• _WHAT IS BEING ASKED_:
Exactly the lines from the one containing "Find the white window" through the final line of the listing are to be retyped, and nothing more.
---
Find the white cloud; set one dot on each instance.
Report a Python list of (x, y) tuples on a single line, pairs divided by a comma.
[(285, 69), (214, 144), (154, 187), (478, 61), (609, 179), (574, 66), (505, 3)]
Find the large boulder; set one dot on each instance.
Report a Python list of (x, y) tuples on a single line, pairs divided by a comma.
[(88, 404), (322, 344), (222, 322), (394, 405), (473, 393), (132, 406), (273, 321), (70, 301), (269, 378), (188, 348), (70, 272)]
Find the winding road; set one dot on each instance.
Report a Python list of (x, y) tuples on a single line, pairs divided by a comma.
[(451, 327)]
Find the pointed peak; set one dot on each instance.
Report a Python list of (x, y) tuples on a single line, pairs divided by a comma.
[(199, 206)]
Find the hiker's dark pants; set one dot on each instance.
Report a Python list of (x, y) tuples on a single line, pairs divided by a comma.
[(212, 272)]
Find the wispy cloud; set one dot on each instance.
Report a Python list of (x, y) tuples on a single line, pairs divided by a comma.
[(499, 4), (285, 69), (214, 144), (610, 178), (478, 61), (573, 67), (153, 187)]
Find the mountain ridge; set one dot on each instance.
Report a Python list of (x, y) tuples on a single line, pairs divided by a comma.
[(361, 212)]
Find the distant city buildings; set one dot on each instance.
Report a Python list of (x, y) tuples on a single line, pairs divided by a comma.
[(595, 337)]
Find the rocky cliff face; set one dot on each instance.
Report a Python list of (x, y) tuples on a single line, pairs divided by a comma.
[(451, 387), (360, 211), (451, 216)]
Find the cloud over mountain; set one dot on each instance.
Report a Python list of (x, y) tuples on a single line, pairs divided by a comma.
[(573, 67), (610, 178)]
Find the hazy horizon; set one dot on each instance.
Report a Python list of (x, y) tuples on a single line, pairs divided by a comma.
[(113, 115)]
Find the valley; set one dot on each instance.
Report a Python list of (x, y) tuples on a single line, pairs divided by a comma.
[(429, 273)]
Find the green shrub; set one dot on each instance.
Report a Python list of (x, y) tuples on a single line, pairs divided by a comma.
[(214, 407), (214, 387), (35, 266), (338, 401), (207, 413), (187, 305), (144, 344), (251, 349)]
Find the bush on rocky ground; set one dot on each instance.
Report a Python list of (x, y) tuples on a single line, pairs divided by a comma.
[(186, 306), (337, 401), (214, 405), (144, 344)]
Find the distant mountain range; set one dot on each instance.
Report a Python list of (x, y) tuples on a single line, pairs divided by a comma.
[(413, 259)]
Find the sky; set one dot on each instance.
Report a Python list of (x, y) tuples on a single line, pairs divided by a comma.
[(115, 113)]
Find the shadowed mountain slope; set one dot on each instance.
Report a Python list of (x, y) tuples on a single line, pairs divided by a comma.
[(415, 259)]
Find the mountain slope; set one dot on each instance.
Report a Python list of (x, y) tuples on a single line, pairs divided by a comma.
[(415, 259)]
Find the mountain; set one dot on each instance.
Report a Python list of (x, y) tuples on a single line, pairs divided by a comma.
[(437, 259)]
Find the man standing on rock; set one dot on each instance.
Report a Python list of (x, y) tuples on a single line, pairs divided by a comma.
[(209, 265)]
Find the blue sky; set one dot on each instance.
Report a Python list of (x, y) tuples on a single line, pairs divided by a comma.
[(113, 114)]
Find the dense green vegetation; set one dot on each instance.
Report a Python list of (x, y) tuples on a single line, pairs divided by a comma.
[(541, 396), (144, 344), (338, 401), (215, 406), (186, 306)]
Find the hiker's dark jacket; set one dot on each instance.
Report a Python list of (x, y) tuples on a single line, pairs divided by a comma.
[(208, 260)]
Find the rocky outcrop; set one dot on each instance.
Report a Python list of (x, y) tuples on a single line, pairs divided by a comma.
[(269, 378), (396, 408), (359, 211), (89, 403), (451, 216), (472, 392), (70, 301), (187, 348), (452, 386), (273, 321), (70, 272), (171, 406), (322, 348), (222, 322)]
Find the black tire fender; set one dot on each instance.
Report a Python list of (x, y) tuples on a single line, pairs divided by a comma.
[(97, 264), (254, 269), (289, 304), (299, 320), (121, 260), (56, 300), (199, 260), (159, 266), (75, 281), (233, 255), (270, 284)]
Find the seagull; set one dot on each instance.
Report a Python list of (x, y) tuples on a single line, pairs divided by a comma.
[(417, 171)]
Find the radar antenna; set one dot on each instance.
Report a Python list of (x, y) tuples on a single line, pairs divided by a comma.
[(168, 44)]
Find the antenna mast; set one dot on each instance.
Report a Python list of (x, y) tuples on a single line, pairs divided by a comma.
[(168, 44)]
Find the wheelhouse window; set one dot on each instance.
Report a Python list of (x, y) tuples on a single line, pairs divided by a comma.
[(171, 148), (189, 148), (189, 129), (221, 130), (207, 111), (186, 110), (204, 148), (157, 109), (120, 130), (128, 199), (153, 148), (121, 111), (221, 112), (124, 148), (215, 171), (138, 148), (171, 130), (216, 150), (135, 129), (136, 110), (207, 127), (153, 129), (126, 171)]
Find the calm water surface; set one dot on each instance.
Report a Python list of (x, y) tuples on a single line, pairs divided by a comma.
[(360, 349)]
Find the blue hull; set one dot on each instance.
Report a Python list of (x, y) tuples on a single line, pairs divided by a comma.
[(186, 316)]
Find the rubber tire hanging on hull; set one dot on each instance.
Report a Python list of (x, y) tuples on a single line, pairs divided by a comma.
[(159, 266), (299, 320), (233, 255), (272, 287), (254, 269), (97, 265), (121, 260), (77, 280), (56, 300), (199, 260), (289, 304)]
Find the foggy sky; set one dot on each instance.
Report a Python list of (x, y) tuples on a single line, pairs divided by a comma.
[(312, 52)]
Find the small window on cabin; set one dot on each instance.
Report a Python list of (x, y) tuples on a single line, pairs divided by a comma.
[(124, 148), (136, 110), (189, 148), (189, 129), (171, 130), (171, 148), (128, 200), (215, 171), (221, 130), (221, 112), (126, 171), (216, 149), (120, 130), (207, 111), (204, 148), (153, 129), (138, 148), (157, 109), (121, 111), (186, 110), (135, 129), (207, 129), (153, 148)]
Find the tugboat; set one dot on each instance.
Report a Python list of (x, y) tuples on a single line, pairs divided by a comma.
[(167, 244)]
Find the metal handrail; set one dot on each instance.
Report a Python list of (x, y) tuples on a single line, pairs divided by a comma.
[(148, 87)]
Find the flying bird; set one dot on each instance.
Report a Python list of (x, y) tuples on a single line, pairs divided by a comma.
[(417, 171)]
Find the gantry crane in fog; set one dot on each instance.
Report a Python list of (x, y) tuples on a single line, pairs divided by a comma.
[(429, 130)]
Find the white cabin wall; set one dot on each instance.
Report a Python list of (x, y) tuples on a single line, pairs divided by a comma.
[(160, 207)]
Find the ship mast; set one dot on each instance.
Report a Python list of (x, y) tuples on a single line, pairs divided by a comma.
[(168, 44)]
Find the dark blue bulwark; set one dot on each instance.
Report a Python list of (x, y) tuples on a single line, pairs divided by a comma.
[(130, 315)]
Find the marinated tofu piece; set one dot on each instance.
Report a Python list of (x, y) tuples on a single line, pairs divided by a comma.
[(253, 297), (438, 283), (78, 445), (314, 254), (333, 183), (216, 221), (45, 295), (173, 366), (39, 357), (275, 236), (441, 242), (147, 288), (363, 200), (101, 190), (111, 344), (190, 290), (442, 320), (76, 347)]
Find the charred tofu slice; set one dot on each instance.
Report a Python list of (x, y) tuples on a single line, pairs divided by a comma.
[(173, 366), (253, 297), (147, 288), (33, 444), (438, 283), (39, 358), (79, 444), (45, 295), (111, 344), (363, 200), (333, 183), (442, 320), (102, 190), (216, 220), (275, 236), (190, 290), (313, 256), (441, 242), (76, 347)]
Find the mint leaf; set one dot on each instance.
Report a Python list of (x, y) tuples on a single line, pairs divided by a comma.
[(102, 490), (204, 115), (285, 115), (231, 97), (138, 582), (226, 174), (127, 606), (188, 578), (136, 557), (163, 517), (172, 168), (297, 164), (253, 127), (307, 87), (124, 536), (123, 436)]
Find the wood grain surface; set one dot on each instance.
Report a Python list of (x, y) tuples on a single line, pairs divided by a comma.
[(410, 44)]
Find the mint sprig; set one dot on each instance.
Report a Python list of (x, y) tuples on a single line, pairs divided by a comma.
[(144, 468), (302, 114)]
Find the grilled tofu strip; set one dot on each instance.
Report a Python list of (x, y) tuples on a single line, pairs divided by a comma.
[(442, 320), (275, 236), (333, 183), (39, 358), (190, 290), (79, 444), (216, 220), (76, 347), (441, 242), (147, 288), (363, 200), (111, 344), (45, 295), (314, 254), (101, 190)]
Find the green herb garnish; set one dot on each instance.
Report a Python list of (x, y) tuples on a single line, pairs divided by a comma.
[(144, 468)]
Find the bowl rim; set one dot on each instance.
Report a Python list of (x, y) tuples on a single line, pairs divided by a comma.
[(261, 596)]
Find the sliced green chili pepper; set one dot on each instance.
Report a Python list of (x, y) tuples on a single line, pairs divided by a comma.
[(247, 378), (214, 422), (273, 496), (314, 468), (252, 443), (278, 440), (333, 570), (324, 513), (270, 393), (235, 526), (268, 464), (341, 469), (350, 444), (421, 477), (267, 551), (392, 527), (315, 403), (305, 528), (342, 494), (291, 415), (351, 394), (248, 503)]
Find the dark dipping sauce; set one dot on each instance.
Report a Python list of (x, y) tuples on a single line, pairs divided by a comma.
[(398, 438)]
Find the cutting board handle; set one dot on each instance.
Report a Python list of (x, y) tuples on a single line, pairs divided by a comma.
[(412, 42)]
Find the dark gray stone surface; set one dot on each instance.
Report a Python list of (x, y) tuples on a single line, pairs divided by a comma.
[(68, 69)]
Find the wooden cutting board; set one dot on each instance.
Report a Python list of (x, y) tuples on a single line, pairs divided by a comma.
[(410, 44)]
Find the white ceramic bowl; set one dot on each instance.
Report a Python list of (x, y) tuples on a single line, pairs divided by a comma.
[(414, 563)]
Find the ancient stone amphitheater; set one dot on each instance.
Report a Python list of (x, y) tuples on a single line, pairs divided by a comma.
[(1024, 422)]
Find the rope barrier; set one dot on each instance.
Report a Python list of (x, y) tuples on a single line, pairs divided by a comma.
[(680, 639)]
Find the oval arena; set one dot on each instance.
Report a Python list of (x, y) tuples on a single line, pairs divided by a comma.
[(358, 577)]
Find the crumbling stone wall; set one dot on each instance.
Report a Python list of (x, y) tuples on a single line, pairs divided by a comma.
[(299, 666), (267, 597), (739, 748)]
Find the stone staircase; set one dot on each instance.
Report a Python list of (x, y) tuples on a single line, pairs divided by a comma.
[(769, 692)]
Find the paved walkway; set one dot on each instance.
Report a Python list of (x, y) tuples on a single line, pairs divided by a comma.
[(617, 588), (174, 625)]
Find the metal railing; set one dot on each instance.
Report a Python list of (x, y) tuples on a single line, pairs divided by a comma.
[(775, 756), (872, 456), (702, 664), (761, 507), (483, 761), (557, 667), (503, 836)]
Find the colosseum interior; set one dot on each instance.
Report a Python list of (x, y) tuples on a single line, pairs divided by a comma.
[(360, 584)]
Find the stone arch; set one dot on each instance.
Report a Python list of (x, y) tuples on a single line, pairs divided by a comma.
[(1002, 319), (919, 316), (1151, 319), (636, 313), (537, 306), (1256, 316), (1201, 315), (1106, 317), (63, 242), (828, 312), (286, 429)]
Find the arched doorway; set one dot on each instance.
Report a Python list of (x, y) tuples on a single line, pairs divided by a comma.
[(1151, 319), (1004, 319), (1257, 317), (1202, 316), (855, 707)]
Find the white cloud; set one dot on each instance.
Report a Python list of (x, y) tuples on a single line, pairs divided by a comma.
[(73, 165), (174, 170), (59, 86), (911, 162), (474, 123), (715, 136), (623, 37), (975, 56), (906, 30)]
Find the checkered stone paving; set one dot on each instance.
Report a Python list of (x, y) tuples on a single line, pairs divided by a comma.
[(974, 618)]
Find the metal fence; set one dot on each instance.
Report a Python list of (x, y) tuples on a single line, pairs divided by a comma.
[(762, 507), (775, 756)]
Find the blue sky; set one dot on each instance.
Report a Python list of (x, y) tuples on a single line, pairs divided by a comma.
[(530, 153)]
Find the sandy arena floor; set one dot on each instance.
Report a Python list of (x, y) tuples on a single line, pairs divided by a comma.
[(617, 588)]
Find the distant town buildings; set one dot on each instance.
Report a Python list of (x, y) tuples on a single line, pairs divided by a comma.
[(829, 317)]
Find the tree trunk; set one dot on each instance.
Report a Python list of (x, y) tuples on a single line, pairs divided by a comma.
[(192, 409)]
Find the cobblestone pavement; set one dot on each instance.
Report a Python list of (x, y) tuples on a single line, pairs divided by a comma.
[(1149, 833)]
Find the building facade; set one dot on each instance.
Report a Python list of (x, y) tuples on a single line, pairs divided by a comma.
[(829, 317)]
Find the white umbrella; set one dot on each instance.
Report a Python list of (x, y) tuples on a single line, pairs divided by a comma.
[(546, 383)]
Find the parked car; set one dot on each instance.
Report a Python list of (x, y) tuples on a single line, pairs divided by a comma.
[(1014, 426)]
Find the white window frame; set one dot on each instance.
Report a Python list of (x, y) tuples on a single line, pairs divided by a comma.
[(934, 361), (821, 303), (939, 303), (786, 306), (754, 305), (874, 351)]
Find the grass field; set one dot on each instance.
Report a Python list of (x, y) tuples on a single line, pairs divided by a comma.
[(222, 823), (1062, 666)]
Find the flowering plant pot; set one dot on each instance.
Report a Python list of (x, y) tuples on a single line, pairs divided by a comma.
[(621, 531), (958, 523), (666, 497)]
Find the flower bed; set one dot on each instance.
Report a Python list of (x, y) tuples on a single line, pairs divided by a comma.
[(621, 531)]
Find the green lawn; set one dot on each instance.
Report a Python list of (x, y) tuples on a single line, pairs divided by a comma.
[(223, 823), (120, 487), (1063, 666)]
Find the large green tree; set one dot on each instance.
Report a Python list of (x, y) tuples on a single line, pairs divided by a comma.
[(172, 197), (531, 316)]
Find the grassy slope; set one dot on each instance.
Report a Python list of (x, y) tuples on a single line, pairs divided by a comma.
---
• _TASK ANSWER_:
Find the white window frame; set one dot on each instance.
Report a Python list of (x, y) tuples on a single line, pairs divided by a comma.
[(934, 361), (821, 303), (939, 303), (786, 306), (754, 305), (874, 351)]
Find the grass field; set one dot on each instance.
Report a Python list of (x, y) tuples on a single line, pairs divided by a comma.
[(222, 823), (1062, 666)]
Find the flowering plant pot; set one dot on each instance.
Report a Python list of (x, y) tuples on a single line, pairs divided by a comma.
[(621, 531), (958, 523), (666, 497)]
Find the flower bed; set one dot on each instance.
Report a Python list of (x, y) tuples on a single line, pairs divided by a comma.
[(621, 531)]
Find the green lawn; set one dot on each instance.
Report a Python list of (x, y) tuples on a single line, pairs divided by a comma.
[(223, 823), (120, 487), (1063, 666)]
Find the large green tree; set one dot on each instance.
Report a Python list of (x, y) tuples on a single line, pairs divided by a comma.
[(172, 197), (531, 316)]
Find the grassy slope; set one dot on each instance.
Report a Python list of (x, y) tuples on a single line, pairs divided by a comma.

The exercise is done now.